## EXERCISE BRIEF
Copy each entry below without any change.

## PROVIDED RECORDS
+---+
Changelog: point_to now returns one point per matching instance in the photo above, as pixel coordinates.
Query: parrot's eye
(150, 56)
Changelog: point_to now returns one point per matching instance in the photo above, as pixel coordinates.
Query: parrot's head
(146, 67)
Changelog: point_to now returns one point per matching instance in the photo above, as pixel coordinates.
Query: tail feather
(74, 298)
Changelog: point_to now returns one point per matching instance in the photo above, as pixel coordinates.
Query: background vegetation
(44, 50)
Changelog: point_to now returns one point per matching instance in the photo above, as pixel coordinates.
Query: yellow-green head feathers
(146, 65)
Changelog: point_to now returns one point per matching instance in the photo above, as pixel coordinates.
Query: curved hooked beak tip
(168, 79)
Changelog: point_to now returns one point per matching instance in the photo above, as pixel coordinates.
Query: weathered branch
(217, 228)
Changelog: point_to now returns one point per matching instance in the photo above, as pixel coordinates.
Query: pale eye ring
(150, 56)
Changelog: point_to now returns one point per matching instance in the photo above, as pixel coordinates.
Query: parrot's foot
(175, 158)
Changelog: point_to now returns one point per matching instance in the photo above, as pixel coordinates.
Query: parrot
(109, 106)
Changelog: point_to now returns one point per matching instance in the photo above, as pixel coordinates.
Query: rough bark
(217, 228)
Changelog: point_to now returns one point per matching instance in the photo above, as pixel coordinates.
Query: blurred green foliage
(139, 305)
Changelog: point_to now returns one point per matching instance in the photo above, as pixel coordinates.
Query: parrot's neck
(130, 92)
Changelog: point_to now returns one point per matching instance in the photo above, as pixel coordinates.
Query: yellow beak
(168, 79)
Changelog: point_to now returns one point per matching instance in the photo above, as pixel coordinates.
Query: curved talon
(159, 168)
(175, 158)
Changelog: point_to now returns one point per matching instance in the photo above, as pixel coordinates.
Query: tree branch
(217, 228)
+---+
## RESPONSE TO THE EXERCISE
Changelog: point_to now returns one point per matching instance in the photo above, as pixel coordinates.
Query: parrot's eye
(150, 56)
Changelog: point_to now returns one point per matching instance in the photo above, as pixel coordinates.
Query: parrot's head
(146, 67)
Changelog: point_to now returns one point per matching instance in the photo above, as pixel coordinates.
Query: tail feather
(74, 298)
Changelog: point_to now returns one point per matching instance in the photo above, as pixel coordinates.
Query: background vegetation
(44, 50)
Changelog: point_to now returns one point per matching instance in the photo above, as pixel coordinates.
Query: yellow-green head feathers
(146, 65)
Changelog: point_to now returns one point per matching instance in the photo above, as pixel coordinates.
Query: curved hooked beak tip
(168, 79)
Changelog: point_to now returns one point per matching instance in the photo above, as pixel coordinates.
Query: weathered branch
(217, 228)
Changelog: point_to now returns one point per matching instance in the photo above, as pixel coordinates.
Query: pale eye ring
(150, 56)
Changelog: point_to now returns one point per matching instance in the photo above, as pixel coordinates.
Query: parrot's foot
(175, 158)
Changelog: point_to now returns one point per matching instance in the photo above, as pixel coordinates.
Query: parrot
(109, 106)
Changelog: point_to now returns one point per matching instance in the photo above, as pixel coordinates.
Query: rough bark
(217, 228)
Changelog: point_to now returns one point per matching instance in the photo above, as pixel coordinates.
Query: blurred green foliage
(139, 305)
Changelog: point_to now returns one point per matching instance in the photo above, as pixel coordinates.
Query: parrot's neck
(130, 92)
Changelog: point_to now returns one point per matching instance in the photo above, as pixel coordinates.
Query: yellow beak
(168, 79)
Changelog: point_to now returns one point per matching instance in the photo above, as pixel coordinates.
Query: curved talon
(159, 168)
(175, 158)
Changelog: point_to now returns one point per matching instance in the photo above, as pixel coordinates.
Query: tree branch
(217, 228)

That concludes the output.